## The task
Write all entries out exactly, images excluded.
******************************
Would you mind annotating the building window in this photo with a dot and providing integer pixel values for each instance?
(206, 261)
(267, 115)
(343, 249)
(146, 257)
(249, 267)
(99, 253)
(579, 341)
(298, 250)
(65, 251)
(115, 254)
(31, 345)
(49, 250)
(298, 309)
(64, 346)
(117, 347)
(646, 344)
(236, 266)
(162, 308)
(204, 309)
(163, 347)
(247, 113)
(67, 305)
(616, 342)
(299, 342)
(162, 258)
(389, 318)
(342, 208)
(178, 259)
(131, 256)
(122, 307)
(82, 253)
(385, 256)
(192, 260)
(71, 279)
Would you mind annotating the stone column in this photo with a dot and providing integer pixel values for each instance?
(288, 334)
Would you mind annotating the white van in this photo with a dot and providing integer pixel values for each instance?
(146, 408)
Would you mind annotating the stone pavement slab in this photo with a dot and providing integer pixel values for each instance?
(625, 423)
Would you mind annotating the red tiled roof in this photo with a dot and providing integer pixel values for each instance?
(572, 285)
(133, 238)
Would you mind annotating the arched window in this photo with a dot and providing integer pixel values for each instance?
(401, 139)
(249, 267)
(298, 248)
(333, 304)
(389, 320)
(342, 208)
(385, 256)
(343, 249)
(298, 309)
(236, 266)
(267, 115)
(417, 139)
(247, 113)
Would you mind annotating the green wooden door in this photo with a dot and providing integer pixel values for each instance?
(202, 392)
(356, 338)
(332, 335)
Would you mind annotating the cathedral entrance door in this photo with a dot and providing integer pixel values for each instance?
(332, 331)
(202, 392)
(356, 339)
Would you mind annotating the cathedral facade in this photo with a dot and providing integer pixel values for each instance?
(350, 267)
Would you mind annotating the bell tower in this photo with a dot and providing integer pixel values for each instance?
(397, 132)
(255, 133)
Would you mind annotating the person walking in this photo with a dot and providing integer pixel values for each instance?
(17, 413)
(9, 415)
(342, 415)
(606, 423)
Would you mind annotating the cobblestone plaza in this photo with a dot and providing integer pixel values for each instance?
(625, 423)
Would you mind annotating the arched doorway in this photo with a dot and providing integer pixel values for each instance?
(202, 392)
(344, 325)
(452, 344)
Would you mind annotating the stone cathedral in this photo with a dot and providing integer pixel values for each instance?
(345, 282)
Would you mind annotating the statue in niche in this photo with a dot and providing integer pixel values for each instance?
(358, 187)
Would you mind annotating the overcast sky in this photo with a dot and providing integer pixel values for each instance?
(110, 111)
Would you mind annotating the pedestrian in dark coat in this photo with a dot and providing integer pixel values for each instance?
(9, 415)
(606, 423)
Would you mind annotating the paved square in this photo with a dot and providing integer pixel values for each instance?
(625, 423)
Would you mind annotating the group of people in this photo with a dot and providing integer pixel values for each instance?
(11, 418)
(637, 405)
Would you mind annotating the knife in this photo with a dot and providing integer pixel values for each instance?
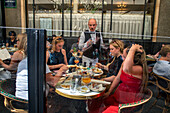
(65, 79)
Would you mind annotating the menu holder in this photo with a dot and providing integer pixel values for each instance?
(4, 54)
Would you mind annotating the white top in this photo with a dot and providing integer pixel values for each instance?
(83, 44)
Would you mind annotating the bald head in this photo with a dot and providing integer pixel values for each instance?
(92, 24)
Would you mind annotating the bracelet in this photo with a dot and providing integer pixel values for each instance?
(102, 66)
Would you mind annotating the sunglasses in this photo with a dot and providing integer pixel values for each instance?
(111, 48)
(60, 38)
(114, 41)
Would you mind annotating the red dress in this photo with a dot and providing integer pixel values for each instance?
(128, 91)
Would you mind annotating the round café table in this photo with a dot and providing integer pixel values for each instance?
(77, 95)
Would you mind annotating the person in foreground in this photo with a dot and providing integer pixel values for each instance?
(18, 55)
(116, 50)
(133, 76)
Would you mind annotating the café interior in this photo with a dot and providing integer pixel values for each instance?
(84, 56)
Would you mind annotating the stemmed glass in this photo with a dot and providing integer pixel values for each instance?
(86, 79)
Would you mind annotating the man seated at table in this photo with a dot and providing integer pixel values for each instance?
(162, 66)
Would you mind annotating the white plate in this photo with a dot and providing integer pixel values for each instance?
(97, 88)
(65, 86)
(84, 89)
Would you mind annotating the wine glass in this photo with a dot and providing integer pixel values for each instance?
(86, 79)
(76, 60)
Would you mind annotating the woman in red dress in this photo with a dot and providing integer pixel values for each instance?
(133, 76)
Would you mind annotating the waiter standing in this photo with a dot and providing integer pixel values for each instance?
(91, 42)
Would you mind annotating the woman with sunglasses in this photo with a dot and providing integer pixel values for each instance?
(116, 49)
(57, 58)
(130, 83)
(18, 55)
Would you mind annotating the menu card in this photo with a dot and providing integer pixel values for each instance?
(4, 54)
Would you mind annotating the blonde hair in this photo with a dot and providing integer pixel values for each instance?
(117, 44)
(55, 41)
(22, 40)
(164, 50)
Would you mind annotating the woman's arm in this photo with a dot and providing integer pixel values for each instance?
(16, 58)
(109, 79)
(129, 66)
(114, 83)
(65, 56)
(99, 65)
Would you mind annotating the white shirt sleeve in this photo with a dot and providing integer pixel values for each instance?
(81, 42)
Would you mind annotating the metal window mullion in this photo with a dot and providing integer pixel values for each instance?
(63, 18)
(36, 70)
(71, 18)
(143, 29)
(102, 15)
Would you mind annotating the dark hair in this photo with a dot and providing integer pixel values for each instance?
(12, 33)
(53, 35)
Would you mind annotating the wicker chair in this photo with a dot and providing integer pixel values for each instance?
(135, 107)
(7, 89)
(163, 87)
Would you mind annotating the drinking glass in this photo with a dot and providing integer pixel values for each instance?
******************************
## Task result
Would you mind annotating the building window in this photo with a dot and providing integer pixel values for each instance?
(206, 261)
(267, 115)
(343, 249)
(146, 257)
(249, 267)
(99, 253)
(579, 341)
(298, 250)
(65, 251)
(115, 254)
(31, 345)
(49, 250)
(298, 309)
(64, 346)
(117, 347)
(646, 344)
(236, 266)
(162, 308)
(204, 309)
(163, 347)
(247, 113)
(67, 305)
(616, 342)
(299, 342)
(162, 258)
(389, 318)
(342, 208)
(178, 259)
(131, 256)
(122, 307)
(82, 253)
(385, 256)
(192, 260)
(71, 279)
Would you mind annotating the stone column in this photo with a dot and providing integer pixel values for each instance?
(288, 334)
Would you mind annotating the white van in this photo with a dot and providing integer pixel values for each instance?
(146, 408)
Would you mind annotating the stone pavement slab in this photo with a dot and providing integer pixel values for each instance?
(625, 423)
Would you mind annotating the red tiled roof in this photo with a dot and providing integer pixel values for each instance?
(572, 285)
(133, 238)
Would you mind annotating the arched window in this photo with a dot and providing integer pixel values for each instance?
(401, 139)
(249, 267)
(298, 248)
(333, 304)
(389, 320)
(342, 208)
(385, 256)
(343, 249)
(298, 309)
(236, 266)
(267, 115)
(417, 139)
(247, 113)
Would you mind annotating the green wooden door in this photo with a dot and providing integer pixel values for each instance?
(202, 392)
(356, 338)
(332, 335)
Would you mind annotating the cathedral entrance door in this photo with a dot and providing integer pixel values for each instance?
(332, 331)
(202, 392)
(356, 339)
Would you mind annotating the cathedral facade in this photo with a dot and providing integer pixel values for each instance?
(350, 267)
Would you mind annotating the bell tower in this photo with a dot and providing integer pixel values for each instance?
(397, 132)
(255, 133)
Would you mind annotating the person walking in this photo with a dot and providing integer pixel values for each instance?
(17, 413)
(9, 415)
(342, 415)
(606, 423)
Would you mind annotating the cobblestone plaza in this photo with a dot and providing integer pixel values for each instance?
(625, 423)
Would you mind annotating the arched doorway in this photo with a dot and providing integer pixel values for each instance?
(202, 392)
(344, 325)
(452, 344)
Would you mind annotating the stone cathedral in this photo with a dot and providing integer pixel values for each instance?
(345, 282)
Would you mind annotating the statue in niche in this photo with a dot and providing integer pixel values for each instance?
(358, 187)
Would you mind annotating the overcast sky in this photo with a dot and providing integer pixel values for each instance?
(110, 111)
Would you mind annotating the pedestrian in dark coat in this photo with a dot and providing integer pixel values for each instance?
(9, 415)
(606, 423)
Would you mind annotating the paved square in this photo with a dot and providing integer pixel values for each instance?
(625, 423)
Would you mind annotating the group of people in this photo with a dot and providing integer pixel values for each instance?
(11, 418)
(637, 405)
Would you mind annotating the knife in this photo with a dot and providing integer pixel values for each instance?
(65, 79)
Would you mind annotating the menu holder in this photo with a dot and providing integer pixel values for each instance?
(4, 54)
Would you mind annotating the white top in this photo with a dot and providing integer pixel values for each instance?
(83, 44)
Would you mind annotating the bald head in this photo with a dot and providing integer pixel values for each instance?
(92, 24)
Would you mind annotating the bracelet in this photo with a dot and providing integer pixel values for each instance?
(102, 66)
Would you mind annotating the sunglasses in this photo with a dot and providing integer pixel values for each instance?
(111, 48)
(60, 38)
(114, 41)
Would you mind annotating the red dress in this photo with a dot and providing integer pixel values for each instance?
(128, 91)
Would you mind annotating the round café table in this photo with a dot and providing integer pixel values for each instance?
(77, 95)
Would you mind annotating the person in foreground in this photo with a dot and providing integer pixel values for each instance?
(18, 55)
(116, 50)
(133, 76)
Would you mind annotating the café interior in this photo with a dot and providing integer pixel values for each instance?
(84, 56)
Would you mind annotating the stemmed glass in this photo with a dot and providing integer pixel values for each instance?
(86, 79)
Would you mind annotating the man seated at table in this photo with a dot and providing integer pixel values for each instance?
(162, 66)
Would you mind annotating the white plate in this photo with a dot and providing integer pixel values for each instance?
(97, 88)
(65, 86)
(84, 89)
Would you mind annotating the wine glass in this photo with a dot and providing integer pixel values for each instance?
(86, 79)
(76, 60)
Would you mind annotating the woman in red dress in this photo with a dot and providing integer pixel values for each instance?
(133, 76)
Would you mind annotating the waiter standing in this photo with a dot and providing integer pixel values for each instance?
(91, 42)
Would you mind annotating the woman with sunglasses in this photo with a dot and providing integer pixel values for each instance?
(116, 49)
(57, 58)
(130, 83)
(18, 55)
Would you mind annotating the menu card in this photo with a dot and providing integer pixel values for each instance?
(4, 54)
Would you mind annotating the blonde hair in this photo with a dot and providing integer pixel values for each instance?
(117, 44)
(55, 41)
(22, 40)
(164, 50)
Would you mind annotating the woman's arm in this photo with a dot and providing integer pixel values for each instance?
(16, 58)
(109, 79)
(129, 66)
(114, 83)
(65, 56)
(99, 65)
Would you mind annotating the white shirt sleeve in this photo with a dot and providing integer pixel values for each instance?
(81, 42)
Would you mind annotating the metal window mullion in this photo with a dot and providing integer pixel values for each instance?
(63, 18)
(36, 70)
(71, 18)
(143, 29)
(102, 15)
Would you mind annotating the dark hair in this photo with a dot and providing integer pixel values for each instance?
(12, 33)
(53, 35)
Would you mind annotating the wicker chair in this photo with a dot and providing integer pixel values for each instance?
(135, 107)
(7, 89)
(163, 87)
Would you mind annotating the drinking glass in this photo with a dot and providing integer pixel values for each instance?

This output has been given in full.